(Stored items)
════
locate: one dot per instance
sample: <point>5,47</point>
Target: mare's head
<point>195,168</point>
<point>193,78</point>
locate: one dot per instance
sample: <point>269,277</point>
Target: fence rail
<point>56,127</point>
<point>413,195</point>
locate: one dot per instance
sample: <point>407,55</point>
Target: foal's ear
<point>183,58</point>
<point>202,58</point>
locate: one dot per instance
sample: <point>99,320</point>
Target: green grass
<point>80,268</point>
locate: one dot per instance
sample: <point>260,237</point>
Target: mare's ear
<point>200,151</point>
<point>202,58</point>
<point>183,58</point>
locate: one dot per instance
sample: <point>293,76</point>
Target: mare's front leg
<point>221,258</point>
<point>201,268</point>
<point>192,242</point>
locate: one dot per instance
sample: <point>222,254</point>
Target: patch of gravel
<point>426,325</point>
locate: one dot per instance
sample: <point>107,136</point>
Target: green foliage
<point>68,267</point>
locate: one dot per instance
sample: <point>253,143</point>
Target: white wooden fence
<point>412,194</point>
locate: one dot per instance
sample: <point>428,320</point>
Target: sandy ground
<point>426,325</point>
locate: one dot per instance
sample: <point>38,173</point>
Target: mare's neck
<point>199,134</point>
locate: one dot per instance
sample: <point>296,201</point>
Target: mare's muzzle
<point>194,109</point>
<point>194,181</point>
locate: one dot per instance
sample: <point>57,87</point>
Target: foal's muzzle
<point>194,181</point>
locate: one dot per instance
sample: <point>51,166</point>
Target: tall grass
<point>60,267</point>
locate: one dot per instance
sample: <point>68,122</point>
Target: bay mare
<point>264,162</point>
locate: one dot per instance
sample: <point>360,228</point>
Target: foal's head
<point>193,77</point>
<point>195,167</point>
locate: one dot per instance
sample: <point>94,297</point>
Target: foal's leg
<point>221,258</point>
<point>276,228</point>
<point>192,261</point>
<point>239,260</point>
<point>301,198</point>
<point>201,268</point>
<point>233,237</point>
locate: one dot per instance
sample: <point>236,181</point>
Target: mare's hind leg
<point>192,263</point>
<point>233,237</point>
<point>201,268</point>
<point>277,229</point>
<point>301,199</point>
════
**Directive:**
Copy the listing above line for line, with no changes.

**Exercise output:**
locate: one dot per instance
sample: <point>5,47</point>
Target: mare's head
<point>195,168</point>
<point>193,78</point>
locate: one dot per instance
sample: <point>269,277</point>
Target: fence rail
<point>56,127</point>
<point>413,195</point>
locate: one dot per instance
sample: <point>407,55</point>
Target: foal's ear
<point>183,58</point>
<point>202,58</point>
locate: one dot per instance
sample: <point>99,320</point>
Target: green grass
<point>80,268</point>
locate: one dot per instance
sample: <point>260,237</point>
Target: mare's ear
<point>200,151</point>
<point>202,58</point>
<point>183,58</point>
locate: one dot per instance
sample: <point>293,76</point>
Target: mare's front leg
<point>221,258</point>
<point>201,268</point>
<point>192,242</point>
locate: one dot per instance
sample: <point>222,254</point>
Target: patch of gravel
<point>426,325</point>
locate: one dot per instance
sample: <point>107,136</point>
Target: green foliage
<point>68,267</point>
locate: one dot per instance
sample: <point>253,143</point>
Target: white wooden fence
<point>412,194</point>
locate: one dot per instance
sample: <point>428,320</point>
Target: sandy ground
<point>426,325</point>
locate: one dot per instance
sample: <point>38,173</point>
Target: mare's neck
<point>199,134</point>
locate: one dot per instance
sample: <point>296,201</point>
Target: mare's muzzle
<point>194,109</point>
<point>194,181</point>
locate: one dot per instance
sample: <point>57,87</point>
Target: foal's muzzle
<point>194,181</point>
locate: one dot per instance
sample: <point>51,166</point>
Target: tall grass
<point>60,267</point>
locate: one dot per instance
sample: <point>68,122</point>
Target: bay mare
<point>264,162</point>
locate: one dot per instance
sample: <point>360,228</point>
Target: foal's head
<point>193,77</point>
<point>195,167</point>
locate: one dot per instance
sample: <point>94,297</point>
Target: foal's leg
<point>221,258</point>
<point>276,228</point>
<point>192,261</point>
<point>239,260</point>
<point>301,198</point>
<point>201,268</point>
<point>233,237</point>
locate: one dot per instance
sample: <point>236,181</point>
Target: mare's hind leg
<point>192,263</point>
<point>233,237</point>
<point>201,268</point>
<point>277,229</point>
<point>301,199</point>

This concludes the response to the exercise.